(Stored data entries)
● ● ● ●

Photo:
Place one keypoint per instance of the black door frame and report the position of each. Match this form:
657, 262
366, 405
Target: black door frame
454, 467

● ● ● ●

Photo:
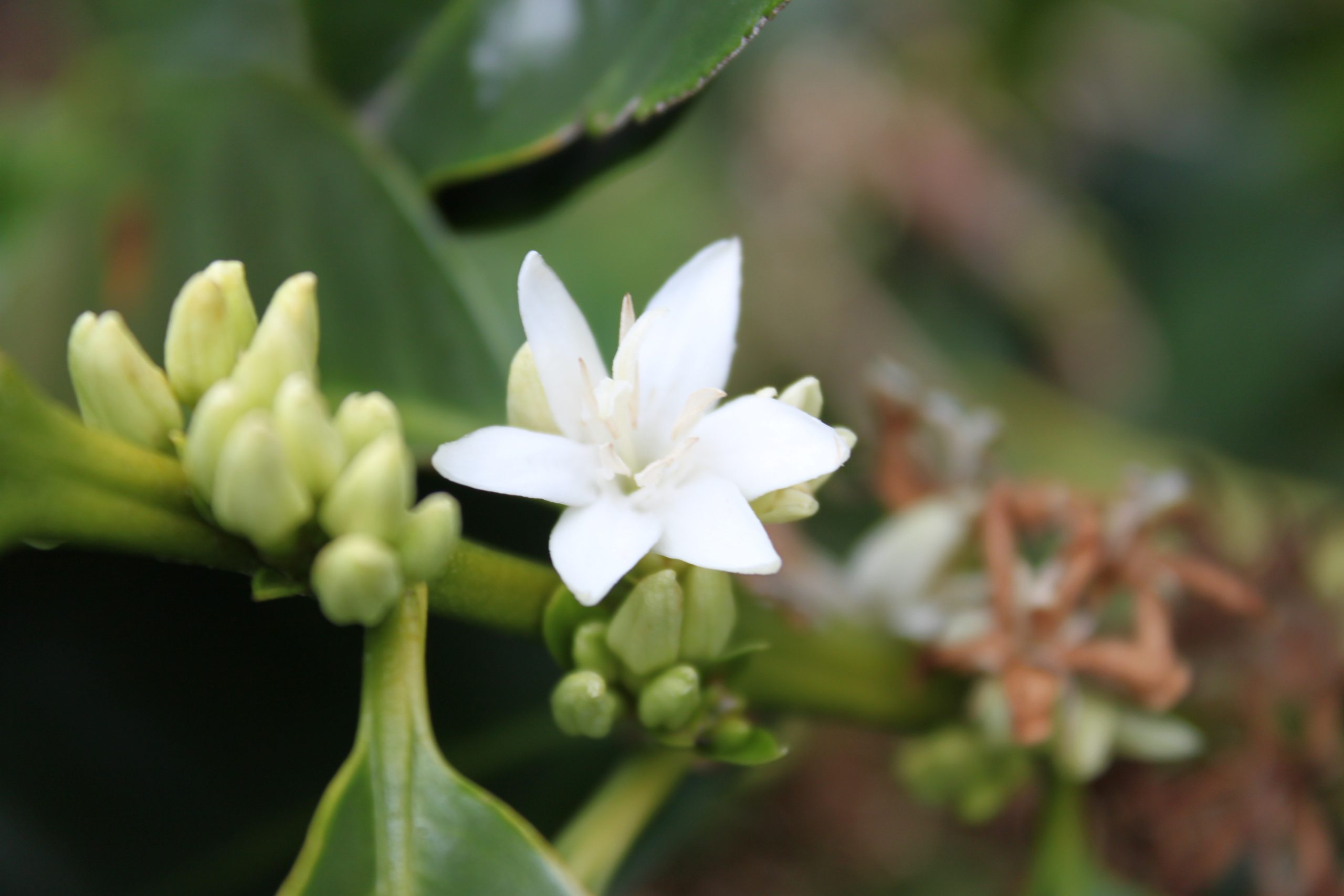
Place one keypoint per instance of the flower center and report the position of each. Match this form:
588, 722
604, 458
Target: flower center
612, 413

● ● ● ●

* BRIEF *
Select every line of the records holding the string "this".

* PROBLEM SOLUTION *
Place one keypoint per instance of the black door frame and report the position of each. Match this form:
Place one keypoint per instance of the flower center and report the position of each. Match this form:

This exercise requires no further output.